Entries from a pointing dataset:
_ _ _ _ _ _ _

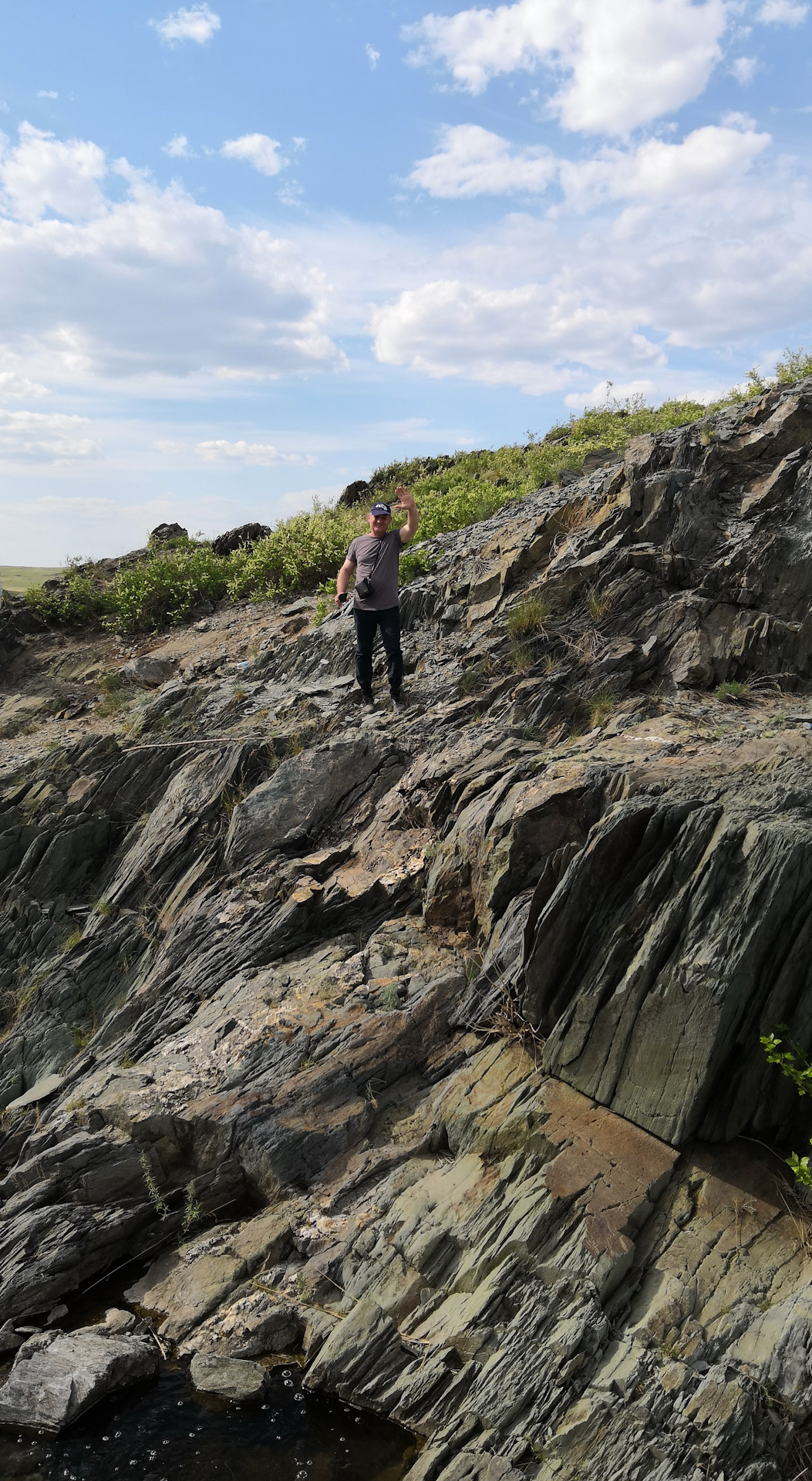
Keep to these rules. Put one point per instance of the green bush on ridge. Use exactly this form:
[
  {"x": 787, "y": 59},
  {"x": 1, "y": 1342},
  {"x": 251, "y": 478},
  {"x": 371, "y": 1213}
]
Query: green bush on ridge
[{"x": 305, "y": 550}]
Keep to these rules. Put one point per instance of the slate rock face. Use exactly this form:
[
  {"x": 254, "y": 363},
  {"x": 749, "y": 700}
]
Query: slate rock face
[
  {"x": 58, "y": 1376},
  {"x": 147, "y": 671},
  {"x": 302, "y": 794},
  {"x": 228, "y": 1378},
  {"x": 466, "y": 1000},
  {"x": 678, "y": 936}
]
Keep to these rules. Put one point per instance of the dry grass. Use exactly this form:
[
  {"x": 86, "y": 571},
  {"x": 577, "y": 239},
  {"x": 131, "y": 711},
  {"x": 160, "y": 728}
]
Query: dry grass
[
  {"x": 529, "y": 616},
  {"x": 509, "y": 1024}
]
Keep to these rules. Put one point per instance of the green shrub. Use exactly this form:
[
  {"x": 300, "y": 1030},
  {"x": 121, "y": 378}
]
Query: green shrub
[
  {"x": 796, "y": 1067},
  {"x": 304, "y": 552},
  {"x": 165, "y": 587},
  {"x": 76, "y": 605},
  {"x": 733, "y": 692}
]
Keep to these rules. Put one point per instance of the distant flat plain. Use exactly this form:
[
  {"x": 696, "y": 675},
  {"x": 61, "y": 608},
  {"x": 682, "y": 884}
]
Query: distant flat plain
[{"x": 19, "y": 578}]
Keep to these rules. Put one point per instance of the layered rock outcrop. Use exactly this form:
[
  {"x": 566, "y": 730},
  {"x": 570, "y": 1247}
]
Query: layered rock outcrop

_ _ _ _ _ _ _

> Written exercise:
Arrange every line of the material above as a Markdown table with the columns "Row" and "Line," putting a running row number in the first and the line itself in the second. Skip blank lines and leave the pictures out.

> Exercise response:
| Row | Line |
|---|---|
| 1 | Keep to these rules. Put one point per instance of the green bush on ridge. Use exactly this form: |
| 2 | [ |
| 3 |   {"x": 787, "y": 59}, |
| 4 |   {"x": 1, "y": 1342}, |
| 5 |   {"x": 251, "y": 478}, |
| 6 |   {"x": 371, "y": 1213} |
| 7 | ] |
| 8 | Query: green bush on ridge |
| 9 | [{"x": 305, "y": 550}] |
| 10 | Keep to these rules. Put one point per instance of the slate rock face. Use exactly this form: |
| 11 | [ |
| 12 |   {"x": 254, "y": 363}, |
| 13 |   {"x": 749, "y": 700} |
| 14 | ] |
| 15 | Query: slate rock face |
| 16 | [ |
| 17 |   {"x": 58, "y": 1376}, |
| 18 |   {"x": 147, "y": 671}, |
| 19 |   {"x": 302, "y": 794}, |
| 20 |   {"x": 228, "y": 1378}, |
| 21 |   {"x": 466, "y": 1000}, |
| 22 |   {"x": 678, "y": 936} |
| 23 | ] |
| 24 | Keep to these rules. Put one point per instance of the dry grass. Use exactly this form: |
| 25 | [ |
| 26 |   {"x": 86, "y": 571}, |
| 27 |   {"x": 577, "y": 239}, |
| 28 |   {"x": 131, "y": 711}, |
| 29 |   {"x": 160, "y": 728} |
| 30 | ] |
| 31 | Query: dry grass |
| 32 | [ |
| 33 |   {"x": 529, "y": 616}, |
| 34 |   {"x": 509, "y": 1024} |
| 35 | ] |
| 36 | Keep to these rules. Put one point per instance of the green shrub. Use exactly this form: |
| 37 | [ |
| 38 |   {"x": 300, "y": 1030}, |
| 39 |   {"x": 121, "y": 378} |
| 40 | ] |
| 41 | Query: green shrub |
| 42 | [ |
| 43 |   {"x": 796, "y": 1067}, |
| 44 |   {"x": 304, "y": 552}, |
| 45 |   {"x": 165, "y": 587}, |
| 46 |   {"x": 76, "y": 605}, |
| 47 |   {"x": 733, "y": 692} |
| 48 | ] |
| 49 | Keep to these rules. Put one point per instance of the distant flat plain. Use exactly this form: |
| 50 | [ |
| 51 |   {"x": 696, "y": 675}, |
| 52 |   {"x": 61, "y": 608}, |
| 53 |   {"x": 682, "y": 884} |
| 54 | ] |
| 55 | Query: distant flat plain |
| 56 | [{"x": 19, "y": 578}] |
| 57 | Keep to these rules. Put one point per instance of the layered rock outcrop. Use exactly this form: |
| 58 | [ |
| 59 |   {"x": 566, "y": 730}, |
| 60 |   {"x": 570, "y": 1247} |
| 61 | ] |
| 62 | Query: layered rock outcrop |